#### GIVEN INFORMATION
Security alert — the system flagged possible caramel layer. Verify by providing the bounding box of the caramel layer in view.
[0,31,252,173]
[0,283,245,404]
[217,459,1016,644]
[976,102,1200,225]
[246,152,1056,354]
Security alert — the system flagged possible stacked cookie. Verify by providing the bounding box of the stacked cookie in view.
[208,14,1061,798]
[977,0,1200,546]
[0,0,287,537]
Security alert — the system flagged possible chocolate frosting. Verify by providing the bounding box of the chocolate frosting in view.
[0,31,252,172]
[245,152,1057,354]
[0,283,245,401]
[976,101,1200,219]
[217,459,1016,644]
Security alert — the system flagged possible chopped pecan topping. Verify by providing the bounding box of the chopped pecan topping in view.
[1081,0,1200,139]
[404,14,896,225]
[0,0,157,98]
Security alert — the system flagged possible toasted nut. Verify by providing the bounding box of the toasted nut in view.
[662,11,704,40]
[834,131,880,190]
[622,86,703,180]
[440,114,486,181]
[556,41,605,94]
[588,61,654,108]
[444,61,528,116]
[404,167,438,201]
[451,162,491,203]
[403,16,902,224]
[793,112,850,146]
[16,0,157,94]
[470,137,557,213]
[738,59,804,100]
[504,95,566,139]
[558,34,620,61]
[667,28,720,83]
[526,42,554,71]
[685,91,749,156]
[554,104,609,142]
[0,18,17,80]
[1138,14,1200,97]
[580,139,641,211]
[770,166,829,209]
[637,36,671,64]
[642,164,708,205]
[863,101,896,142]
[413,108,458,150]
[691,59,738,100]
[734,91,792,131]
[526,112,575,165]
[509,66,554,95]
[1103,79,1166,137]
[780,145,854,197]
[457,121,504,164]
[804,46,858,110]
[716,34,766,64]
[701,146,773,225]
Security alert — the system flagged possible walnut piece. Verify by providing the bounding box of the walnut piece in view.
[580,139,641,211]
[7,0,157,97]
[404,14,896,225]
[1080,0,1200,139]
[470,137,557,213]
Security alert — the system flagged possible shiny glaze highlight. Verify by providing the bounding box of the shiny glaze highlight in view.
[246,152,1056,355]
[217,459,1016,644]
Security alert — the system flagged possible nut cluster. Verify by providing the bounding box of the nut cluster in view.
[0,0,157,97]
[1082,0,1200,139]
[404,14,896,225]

#### AIM
Reproduce every line above word for word, in the same order.

#### FINAL RESULT
Security alert — the system flagged possible caramel layer. Verify by providing the bounding box of the caramel layer in view.
[0,31,252,173]
[0,283,245,404]
[217,459,1016,644]
[976,102,1200,225]
[246,152,1056,354]
Security alert — the system flagged possible stacked cookie. Verify by providing the bounding box of the stacked cookie in view.
[208,14,1061,798]
[977,0,1200,546]
[0,0,287,537]
Security alert — the system flagged possible chocolate frosting. Verify by providing the bounding box of the chocolate frosting in view.
[0,31,252,172]
[245,152,1057,354]
[0,283,245,401]
[976,101,1200,219]
[217,459,1016,644]
Security alert — the system flagged possible chopped pecan topping. Verify by providing the bounding box of the chopped pecan topping in view.
[1081,0,1200,139]
[404,14,896,225]
[0,0,157,98]
Security alert — the system flagged possible toasted nut. Verify by providing the bounding box of the toasted nut in view.
[662,11,704,40]
[834,131,880,190]
[622,86,703,180]
[440,114,486,181]
[556,41,605,94]
[588,61,654,108]
[444,61,528,116]
[404,167,438,201]
[451,162,491,203]
[403,16,902,224]
[793,112,850,146]
[16,0,157,94]
[470,137,557,213]
[738,59,804,100]
[504,95,566,139]
[558,34,620,61]
[667,28,720,83]
[526,42,554,71]
[685,91,749,156]
[554,104,609,142]
[0,18,17,80]
[1138,14,1200,97]
[580,139,641,211]
[770,166,829,209]
[637,36,671,64]
[642,164,708,205]
[863,101,896,142]
[413,108,458,150]
[691,59,738,100]
[734,91,792,131]
[526,112,575,165]
[509,66,554,95]
[1103,79,1166,137]
[780,145,854,197]
[457,121,504,164]
[804,46,858,110]
[716,34,766,64]
[701,146,773,225]
Security alert — the system flagged possible walnut piece. Verify by providing the bounding box of the walnut piece in view.
[580,139,641,211]
[7,0,157,97]
[404,14,896,225]
[1080,0,1200,139]
[470,137,557,213]
Security alert — the system flagged possible shiny glaze highlight. Verify by providing the bounding box of the shiny glaze highlight in view.
[246,152,1056,355]
[217,459,1016,644]
Security alert — the system flagged possible nut cluster. Verify by providing the bounding box of the nut cluster in view.
[0,0,157,97]
[1082,0,1200,139]
[404,14,896,225]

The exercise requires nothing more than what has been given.